What to do:
In the records, each line holding "help" must be reported.
-- The records follows --
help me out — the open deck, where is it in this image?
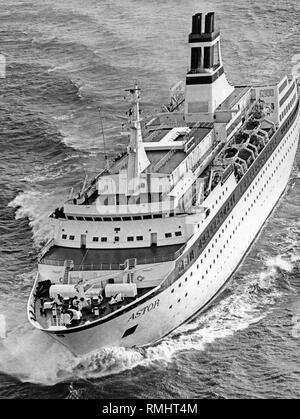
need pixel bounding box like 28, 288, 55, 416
40, 243, 184, 270
35, 286, 154, 330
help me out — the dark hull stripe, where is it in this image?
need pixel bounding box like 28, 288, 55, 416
186, 67, 225, 85
49, 98, 299, 336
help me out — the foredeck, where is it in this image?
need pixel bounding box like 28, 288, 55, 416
40, 243, 184, 269
35, 286, 154, 330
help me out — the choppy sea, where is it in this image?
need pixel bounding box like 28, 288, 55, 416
0, 0, 299, 399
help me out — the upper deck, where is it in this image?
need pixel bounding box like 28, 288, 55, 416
40, 243, 184, 269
-- The records concluded --
Task response:
help me out — the open deck, where is it in this image?
help me out — the dark hull stripe, where is it in this image?
help me out — the foredeck, where is it in this image?
help me out — the choppy sea, where is it in this image?
help me out — the upper deck, where is it in this image?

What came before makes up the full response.